What is required
Convert the material below into a two-column CSV headed instruction and output, with one row for each instruction and its answer. Quote every field, replace line breaks with spaces, and leave the pictures out.
##############################
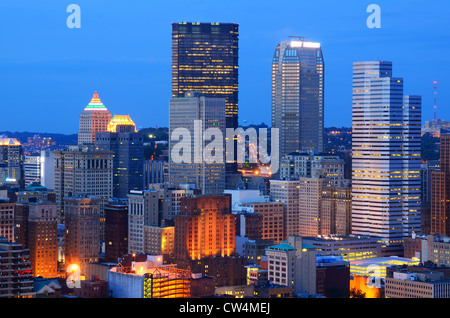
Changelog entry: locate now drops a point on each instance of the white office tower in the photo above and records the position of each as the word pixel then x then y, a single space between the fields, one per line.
pixel 191 119
pixel 298 95
pixel 386 144
pixel 47 170
pixel 32 170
##############################
Finished answer
instruction,output
"Changelog entry: locate now drops a point on each instance of the white office tower in the photo above and records the position of each as the word pixel then x then y, a single space between the fields, one per line.","pixel 191 119 pixel 298 95 pixel 386 144 pixel 47 170 pixel 32 170"